QUOTED PASSAGE:

▬▬▬

[x264-devel] Re: [PATCH] Altivec optimizations for quant4x4, quant4x4dc, quant8x8, sub8x8_dct8, sub16x16_dct8, pixel_sa8d_8x8, pixel_sa8d_16x16, idct8

Sun Oct 1 23:32:22 CEST 2006

Hi,

Loren Merritt a écrit :
> On Sun, 24 Sep 2006, Guillaume POIRIER wrote:
>> On 9/18/06, Loren Merritt <lorenm at u.washington.edu> wrote:
>>
>>> pixel_sa8d_8x8_core_altivec could use a VEC_DIFF with one of the 
>>> pointers
>>> 8byte aligned.
>>
>> So far I've been able to use VEC_DIFF_H_8BYTE_ALIGNED with the
>> following pattern:
>>
>> +    VEC_DIFF_H_8BYTE_ALIGNED( pix1, i_pix1, pix2, i_pix2, 8, diff0v );
>> +    VEC_DIFF_H( pix1, i_pix1, pix2, i_pix2, 8, diff1v );
>> +    VEC_DIFF_H_8BYTE_ALIGNED( pix1, i_pix1, pix2, i_pix2, 8, diff2v );
>> +    VEC_DIFF_H( pix1, i_pix1, pix2, i_pix2, 8, diff3v );
>> +
>> +    VEC_DIFF_H_8BYTE_ALIGNED( pix1, i_pix1, pix2, i_pix2, 8, diff4v );
>> +    VEC_DIFF_H( pix1, i_pix1, pix2, i_pix2, 8, diff5v );
>> +    VEC_DIFF_H_8BYTE_ALIGNED( pix1, i_pix1, pix2, i_pix2, 8, diff6v );
>> +    VEC_DIFF_H( pix1, i_pix1, pix2, i_pix2, 8, diff7v );
>>
>> I have not looked too much at this problem, but as far as I've seen,
>> it looks like one every other call to VEC_DIFF* is done with a
>> different alignment of pix1 and pix2;
>> i.e. each call of VEC_DIFF_H_8BYTE_ALIGNED is done with both pix1 and
>> pix8 8bytes or 16 bytes aligned, whereas on the above call the calls
>> to VEC_DIFF are done with a different alignment of pix1 and pix2 (i.e.
>> one is 8bytes aligned and the other is 16 bytes aligned).

▬▬▬

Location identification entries
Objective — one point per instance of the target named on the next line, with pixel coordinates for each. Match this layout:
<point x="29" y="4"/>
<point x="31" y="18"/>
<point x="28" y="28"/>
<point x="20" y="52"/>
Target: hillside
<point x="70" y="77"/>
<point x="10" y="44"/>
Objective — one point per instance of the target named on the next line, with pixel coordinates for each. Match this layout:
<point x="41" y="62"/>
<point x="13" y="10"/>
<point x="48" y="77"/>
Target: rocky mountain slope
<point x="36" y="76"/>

▬▬▬

WHAT THIS EXERCISE ASKS:
1. List every function named in the subject line of the Altivec mailing-list post.
2. Rewrite all of the location identification entries, changing "Match this layout" to "Follow this format" and keeping everything else the same.

ANSWERS BY TASK:
1.
quant4x4
quant4x4dc
quant8x8
sub8x8_dct8
sub16x16_dct8
pixel_sa8d_8x8
pixel_sa8d_16x16
idct8

2.
Objective — one point per instance of the target named on the next line, with pixel coordinates for each. Follow this format:
<point x="29" y="4"/>
<point x="31" y="18"/>
<point x="28" y="28"/>
<point x="20" y="52"/>
Target: hillside
<point x="70" y="77"/>
<point x="10" y="44"/>
Objective — one point per instance of the target named on the next line, with pixel coordinates for each. Follow this format:
<point x="41" y="62"/>
<point x="13" y="10"/>
<point x="48" y="77"/>
Target: rocky mountain slope
<point x="36" y="76"/>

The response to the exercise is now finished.